▶ **Exercise instructions**
Give, as a bare number, the count of lines below that contain "fabric".

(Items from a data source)
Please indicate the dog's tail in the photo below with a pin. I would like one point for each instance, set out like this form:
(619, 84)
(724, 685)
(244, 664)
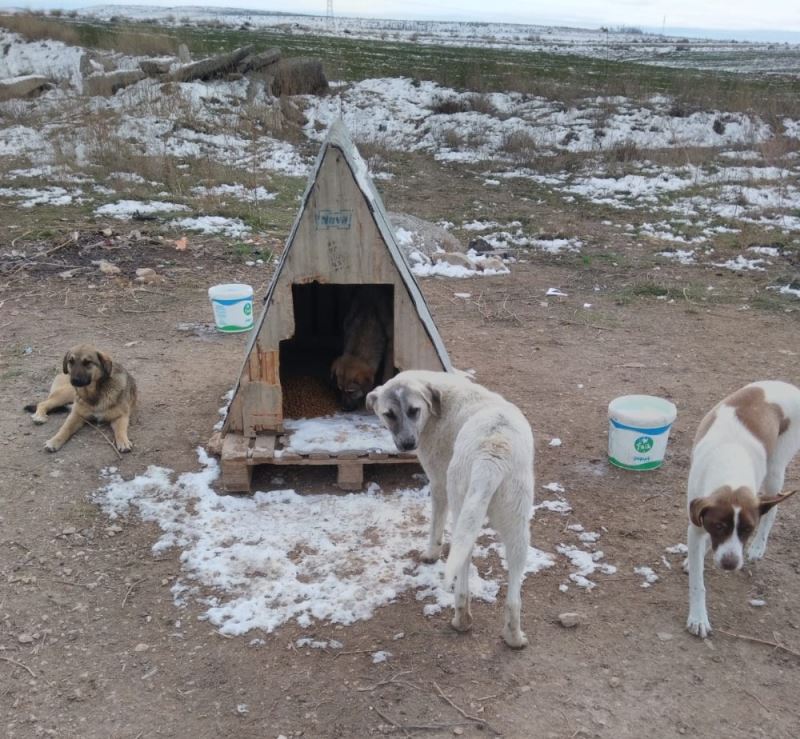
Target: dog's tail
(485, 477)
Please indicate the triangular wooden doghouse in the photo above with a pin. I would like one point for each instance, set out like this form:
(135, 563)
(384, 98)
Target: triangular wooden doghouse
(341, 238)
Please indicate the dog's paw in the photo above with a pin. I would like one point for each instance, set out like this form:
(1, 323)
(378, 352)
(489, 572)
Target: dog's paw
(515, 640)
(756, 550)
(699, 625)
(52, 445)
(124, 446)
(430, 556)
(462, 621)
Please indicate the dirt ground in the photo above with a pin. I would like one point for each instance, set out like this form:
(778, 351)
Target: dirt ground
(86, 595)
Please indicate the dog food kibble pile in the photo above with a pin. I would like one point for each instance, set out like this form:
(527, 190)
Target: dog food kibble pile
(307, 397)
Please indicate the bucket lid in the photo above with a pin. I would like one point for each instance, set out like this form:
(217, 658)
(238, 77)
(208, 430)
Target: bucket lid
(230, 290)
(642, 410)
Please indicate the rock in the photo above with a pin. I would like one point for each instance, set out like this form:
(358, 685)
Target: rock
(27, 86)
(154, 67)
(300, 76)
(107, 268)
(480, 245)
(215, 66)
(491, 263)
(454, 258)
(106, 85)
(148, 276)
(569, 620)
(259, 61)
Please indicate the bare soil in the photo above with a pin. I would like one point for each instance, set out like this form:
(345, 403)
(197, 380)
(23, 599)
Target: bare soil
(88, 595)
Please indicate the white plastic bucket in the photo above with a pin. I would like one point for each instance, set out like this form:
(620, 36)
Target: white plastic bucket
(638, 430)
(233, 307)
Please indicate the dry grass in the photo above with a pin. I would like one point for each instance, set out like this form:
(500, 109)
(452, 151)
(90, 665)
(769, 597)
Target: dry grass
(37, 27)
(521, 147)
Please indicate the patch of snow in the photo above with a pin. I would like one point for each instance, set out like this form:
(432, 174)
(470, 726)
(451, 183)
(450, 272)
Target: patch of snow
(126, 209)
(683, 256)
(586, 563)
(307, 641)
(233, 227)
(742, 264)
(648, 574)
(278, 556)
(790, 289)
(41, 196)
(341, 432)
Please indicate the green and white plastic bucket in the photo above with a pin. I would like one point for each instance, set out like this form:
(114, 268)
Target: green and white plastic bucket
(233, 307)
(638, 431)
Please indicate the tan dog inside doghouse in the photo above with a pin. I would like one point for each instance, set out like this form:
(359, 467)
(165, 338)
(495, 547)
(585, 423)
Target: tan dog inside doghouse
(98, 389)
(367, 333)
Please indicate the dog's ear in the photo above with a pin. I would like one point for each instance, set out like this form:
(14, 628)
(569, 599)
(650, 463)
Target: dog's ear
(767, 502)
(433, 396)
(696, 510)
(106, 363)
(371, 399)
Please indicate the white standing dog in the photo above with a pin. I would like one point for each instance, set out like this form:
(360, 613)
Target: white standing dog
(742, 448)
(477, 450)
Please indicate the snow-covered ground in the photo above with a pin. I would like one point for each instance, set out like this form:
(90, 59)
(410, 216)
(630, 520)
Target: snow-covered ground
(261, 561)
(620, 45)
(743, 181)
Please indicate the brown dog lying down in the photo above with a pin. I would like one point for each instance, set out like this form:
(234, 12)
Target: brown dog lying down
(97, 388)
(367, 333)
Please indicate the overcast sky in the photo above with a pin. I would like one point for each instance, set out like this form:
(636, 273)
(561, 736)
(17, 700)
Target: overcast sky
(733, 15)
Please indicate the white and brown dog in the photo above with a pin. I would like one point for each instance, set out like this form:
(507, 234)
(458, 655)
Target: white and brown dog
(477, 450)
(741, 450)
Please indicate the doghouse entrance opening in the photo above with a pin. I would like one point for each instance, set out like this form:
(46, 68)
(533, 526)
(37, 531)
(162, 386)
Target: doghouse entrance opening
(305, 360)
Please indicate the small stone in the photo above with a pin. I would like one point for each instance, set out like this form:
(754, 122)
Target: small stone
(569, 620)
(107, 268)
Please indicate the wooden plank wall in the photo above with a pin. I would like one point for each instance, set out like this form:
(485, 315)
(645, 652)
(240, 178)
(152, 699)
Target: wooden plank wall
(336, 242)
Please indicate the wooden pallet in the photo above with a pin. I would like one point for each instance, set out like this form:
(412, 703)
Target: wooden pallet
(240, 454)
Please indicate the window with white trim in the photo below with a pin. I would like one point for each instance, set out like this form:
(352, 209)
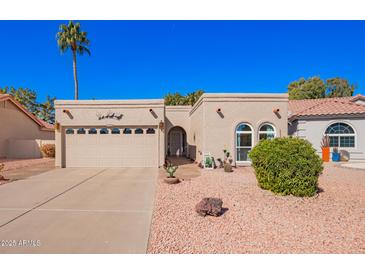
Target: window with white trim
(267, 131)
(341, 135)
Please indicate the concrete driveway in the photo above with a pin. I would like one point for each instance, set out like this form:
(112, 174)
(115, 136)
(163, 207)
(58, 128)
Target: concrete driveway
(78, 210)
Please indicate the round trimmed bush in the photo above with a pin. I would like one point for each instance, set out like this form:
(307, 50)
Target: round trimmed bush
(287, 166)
* * *
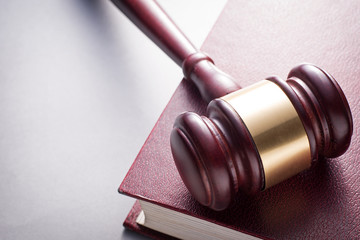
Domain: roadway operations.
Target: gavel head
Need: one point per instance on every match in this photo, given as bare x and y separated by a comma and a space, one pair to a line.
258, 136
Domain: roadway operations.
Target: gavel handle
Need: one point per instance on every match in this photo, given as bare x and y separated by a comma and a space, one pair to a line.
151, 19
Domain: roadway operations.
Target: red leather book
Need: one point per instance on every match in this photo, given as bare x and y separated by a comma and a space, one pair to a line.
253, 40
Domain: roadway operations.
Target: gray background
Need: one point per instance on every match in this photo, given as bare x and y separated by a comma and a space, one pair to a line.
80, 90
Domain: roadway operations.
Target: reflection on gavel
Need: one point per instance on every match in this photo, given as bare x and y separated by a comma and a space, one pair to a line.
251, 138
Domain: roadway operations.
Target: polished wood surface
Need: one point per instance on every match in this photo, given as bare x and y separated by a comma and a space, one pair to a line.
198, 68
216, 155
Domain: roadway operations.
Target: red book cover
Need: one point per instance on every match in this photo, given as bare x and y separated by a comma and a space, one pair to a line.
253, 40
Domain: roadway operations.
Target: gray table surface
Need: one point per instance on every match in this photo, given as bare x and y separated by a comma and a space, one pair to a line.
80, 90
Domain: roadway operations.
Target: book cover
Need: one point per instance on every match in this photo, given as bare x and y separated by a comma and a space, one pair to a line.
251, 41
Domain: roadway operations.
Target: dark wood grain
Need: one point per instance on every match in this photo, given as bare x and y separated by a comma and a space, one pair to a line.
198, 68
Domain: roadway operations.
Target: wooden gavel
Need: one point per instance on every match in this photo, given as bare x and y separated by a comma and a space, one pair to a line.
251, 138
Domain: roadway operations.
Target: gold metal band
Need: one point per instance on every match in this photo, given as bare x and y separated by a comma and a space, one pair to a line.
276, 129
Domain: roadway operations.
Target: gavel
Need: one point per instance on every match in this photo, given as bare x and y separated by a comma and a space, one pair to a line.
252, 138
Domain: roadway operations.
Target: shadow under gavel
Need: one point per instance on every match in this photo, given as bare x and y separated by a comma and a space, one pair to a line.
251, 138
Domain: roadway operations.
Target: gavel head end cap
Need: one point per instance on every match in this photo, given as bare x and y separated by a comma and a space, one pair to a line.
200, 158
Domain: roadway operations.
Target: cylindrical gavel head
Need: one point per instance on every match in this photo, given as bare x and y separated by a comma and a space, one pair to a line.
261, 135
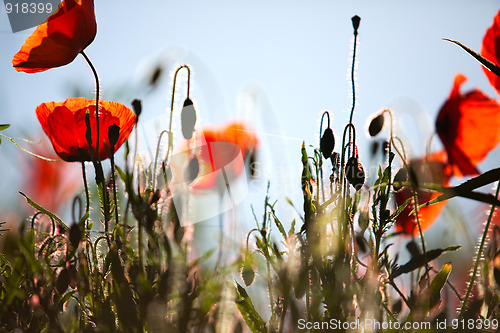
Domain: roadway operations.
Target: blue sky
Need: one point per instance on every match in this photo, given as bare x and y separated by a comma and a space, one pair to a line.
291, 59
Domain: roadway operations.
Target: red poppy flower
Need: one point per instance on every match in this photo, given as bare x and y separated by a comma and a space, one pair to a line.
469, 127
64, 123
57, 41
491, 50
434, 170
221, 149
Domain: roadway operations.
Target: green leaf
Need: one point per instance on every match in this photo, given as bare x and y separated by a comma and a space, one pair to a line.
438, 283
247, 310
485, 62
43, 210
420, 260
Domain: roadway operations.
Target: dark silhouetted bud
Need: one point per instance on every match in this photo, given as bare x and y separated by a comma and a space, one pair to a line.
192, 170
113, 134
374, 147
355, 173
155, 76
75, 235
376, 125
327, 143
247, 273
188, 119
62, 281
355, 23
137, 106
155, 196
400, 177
==
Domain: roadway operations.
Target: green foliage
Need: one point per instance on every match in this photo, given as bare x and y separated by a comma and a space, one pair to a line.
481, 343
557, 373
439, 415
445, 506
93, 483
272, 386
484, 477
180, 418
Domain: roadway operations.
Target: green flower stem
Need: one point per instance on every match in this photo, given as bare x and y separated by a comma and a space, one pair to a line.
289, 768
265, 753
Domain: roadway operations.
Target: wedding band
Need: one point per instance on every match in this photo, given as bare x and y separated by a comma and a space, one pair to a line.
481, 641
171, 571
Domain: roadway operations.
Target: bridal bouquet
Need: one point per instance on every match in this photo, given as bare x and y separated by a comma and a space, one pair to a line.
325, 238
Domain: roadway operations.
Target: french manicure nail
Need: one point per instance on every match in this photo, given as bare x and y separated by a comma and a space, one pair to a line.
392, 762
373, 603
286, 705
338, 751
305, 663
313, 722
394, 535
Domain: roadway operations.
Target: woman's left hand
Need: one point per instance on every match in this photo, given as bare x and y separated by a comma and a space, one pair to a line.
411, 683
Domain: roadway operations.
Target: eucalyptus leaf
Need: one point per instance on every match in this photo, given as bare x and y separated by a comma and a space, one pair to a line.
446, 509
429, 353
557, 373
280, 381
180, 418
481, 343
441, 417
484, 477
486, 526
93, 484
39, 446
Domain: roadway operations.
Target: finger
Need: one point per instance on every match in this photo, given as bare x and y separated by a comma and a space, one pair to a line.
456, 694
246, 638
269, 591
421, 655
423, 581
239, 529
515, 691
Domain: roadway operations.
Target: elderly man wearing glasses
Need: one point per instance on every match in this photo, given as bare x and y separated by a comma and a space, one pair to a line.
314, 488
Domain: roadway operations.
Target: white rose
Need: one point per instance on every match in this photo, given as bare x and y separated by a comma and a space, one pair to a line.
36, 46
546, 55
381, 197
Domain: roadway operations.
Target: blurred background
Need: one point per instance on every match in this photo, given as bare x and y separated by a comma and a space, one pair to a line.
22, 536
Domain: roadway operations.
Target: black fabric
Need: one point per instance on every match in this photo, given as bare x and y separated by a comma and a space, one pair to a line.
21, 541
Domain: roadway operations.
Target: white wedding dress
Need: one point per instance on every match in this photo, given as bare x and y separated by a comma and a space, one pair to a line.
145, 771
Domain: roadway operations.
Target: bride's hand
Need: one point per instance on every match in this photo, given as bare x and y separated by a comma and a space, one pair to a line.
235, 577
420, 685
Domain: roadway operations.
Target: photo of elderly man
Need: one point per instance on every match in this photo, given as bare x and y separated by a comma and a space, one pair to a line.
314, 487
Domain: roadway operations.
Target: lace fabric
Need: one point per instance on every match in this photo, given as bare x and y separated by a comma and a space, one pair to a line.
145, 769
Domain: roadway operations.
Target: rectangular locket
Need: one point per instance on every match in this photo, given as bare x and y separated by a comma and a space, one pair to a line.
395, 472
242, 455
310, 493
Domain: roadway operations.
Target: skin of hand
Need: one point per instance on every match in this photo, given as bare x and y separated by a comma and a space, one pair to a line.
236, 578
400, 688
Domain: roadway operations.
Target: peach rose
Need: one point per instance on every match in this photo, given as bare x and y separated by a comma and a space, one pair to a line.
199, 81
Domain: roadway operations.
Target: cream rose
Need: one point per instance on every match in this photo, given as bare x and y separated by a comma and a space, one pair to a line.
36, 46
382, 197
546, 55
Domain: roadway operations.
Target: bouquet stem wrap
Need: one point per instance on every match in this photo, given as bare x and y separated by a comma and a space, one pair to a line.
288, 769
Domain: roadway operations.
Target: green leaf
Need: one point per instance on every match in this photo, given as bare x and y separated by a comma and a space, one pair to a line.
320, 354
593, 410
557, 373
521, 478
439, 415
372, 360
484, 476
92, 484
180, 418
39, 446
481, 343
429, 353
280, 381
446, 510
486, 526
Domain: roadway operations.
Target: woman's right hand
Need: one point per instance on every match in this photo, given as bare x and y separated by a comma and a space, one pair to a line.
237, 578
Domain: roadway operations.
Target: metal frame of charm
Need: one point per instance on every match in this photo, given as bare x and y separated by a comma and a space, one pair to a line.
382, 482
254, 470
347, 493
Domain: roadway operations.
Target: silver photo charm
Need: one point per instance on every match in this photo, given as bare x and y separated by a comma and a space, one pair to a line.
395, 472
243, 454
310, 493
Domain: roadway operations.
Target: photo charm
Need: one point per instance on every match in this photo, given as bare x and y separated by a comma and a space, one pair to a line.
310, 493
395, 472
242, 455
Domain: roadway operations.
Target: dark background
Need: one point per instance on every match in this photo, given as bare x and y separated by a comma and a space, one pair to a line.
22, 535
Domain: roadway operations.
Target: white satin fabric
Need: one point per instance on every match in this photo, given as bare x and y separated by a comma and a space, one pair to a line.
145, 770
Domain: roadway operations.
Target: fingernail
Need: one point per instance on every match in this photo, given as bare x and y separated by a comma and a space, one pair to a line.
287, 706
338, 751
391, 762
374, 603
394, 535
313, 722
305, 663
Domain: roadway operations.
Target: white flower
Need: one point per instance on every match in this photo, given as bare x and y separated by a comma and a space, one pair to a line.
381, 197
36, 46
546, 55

▶ **Exercise solution**
3